__WORK REQUIRED__
Copy the records below, swapping each "rough mask" for "coarse mask" and keeping everything else the same.

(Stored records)

============

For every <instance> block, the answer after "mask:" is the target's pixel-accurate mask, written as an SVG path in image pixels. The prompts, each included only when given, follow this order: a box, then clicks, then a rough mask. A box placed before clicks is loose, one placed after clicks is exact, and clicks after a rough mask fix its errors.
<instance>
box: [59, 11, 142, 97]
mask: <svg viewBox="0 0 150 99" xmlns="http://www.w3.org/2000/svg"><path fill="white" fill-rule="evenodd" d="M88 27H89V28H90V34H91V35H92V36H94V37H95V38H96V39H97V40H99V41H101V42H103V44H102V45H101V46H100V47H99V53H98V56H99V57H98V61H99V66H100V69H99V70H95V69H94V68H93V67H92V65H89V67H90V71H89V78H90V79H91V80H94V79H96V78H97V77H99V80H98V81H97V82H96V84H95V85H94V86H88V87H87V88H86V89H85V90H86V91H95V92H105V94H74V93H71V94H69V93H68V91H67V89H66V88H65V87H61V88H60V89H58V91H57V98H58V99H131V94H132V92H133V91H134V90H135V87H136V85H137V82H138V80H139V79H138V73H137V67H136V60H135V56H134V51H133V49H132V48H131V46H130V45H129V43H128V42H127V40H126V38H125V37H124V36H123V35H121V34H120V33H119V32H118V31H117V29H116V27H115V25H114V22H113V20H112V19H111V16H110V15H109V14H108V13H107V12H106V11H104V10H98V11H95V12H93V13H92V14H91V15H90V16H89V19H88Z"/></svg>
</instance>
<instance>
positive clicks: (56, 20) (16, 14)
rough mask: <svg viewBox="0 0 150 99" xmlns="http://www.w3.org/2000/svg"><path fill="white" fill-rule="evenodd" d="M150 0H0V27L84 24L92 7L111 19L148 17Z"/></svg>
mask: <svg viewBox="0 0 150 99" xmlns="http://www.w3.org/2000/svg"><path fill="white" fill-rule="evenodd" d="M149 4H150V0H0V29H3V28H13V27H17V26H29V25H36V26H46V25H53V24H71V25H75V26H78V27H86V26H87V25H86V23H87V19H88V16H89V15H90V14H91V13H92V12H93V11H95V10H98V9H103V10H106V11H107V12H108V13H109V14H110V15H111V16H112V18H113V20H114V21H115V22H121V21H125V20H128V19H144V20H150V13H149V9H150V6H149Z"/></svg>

============

__EXPECTED ANSWER__
For every <instance> block, the answer after "mask:" is the target's pixel-accurate mask, written as an SVG path in image pixels. The prompts, each included only when given, follow this order: a box, then clicks, then a coarse mask. A box placed before clicks is loose, one placed after clicks is exact, and clicks after a coarse mask fix its errors.
<instance>
box: [59, 11, 142, 97]
mask: <svg viewBox="0 0 150 99" xmlns="http://www.w3.org/2000/svg"><path fill="white" fill-rule="evenodd" d="M88 27H89V28H90V34H91V35H92V36H94V37H95V38H96V39H97V40H99V41H101V42H103V44H102V45H101V46H100V47H99V53H98V56H99V57H98V61H99V66H100V69H99V70H95V69H94V68H93V67H92V65H89V67H90V71H89V78H90V79H91V80H94V79H96V78H97V77H99V80H98V81H97V82H96V84H95V85H94V86H88V87H87V88H86V89H85V90H86V91H95V92H105V94H74V93H71V94H69V93H68V91H67V89H66V88H65V87H61V88H60V89H58V91H57V98H58V99H131V94H132V92H133V91H134V90H135V87H136V85H137V82H138V80H139V79H138V73H137V67H136V60H135V56H134V51H133V49H132V48H131V46H130V45H129V43H128V42H127V40H126V38H125V37H124V36H123V35H121V34H120V33H119V32H118V31H117V29H116V27H115V25H114V22H113V20H112V19H111V16H110V15H109V14H108V13H107V12H106V11H104V10H98V11H95V12H93V13H92V14H91V15H90V16H89V19H88Z"/></svg>
</instance>
<instance>
positive clicks: (56, 20) (16, 14)
coarse mask: <svg viewBox="0 0 150 99" xmlns="http://www.w3.org/2000/svg"><path fill="white" fill-rule="evenodd" d="M150 0H0V27L84 24L92 7L111 19L148 17Z"/></svg>
mask: <svg viewBox="0 0 150 99" xmlns="http://www.w3.org/2000/svg"><path fill="white" fill-rule="evenodd" d="M149 4H150V0H0V29H3V28H13V27H17V26H29V25H36V26H46V25H53V24H71V25H75V26H78V27H86V26H87V25H86V23H87V19H88V16H89V15H90V14H91V13H92V12H93V11H95V10H98V9H103V10H106V11H107V12H108V13H109V14H110V15H111V16H112V18H113V20H114V21H115V22H121V21H125V20H128V19H144V20H150V13H149V9H150V6H149Z"/></svg>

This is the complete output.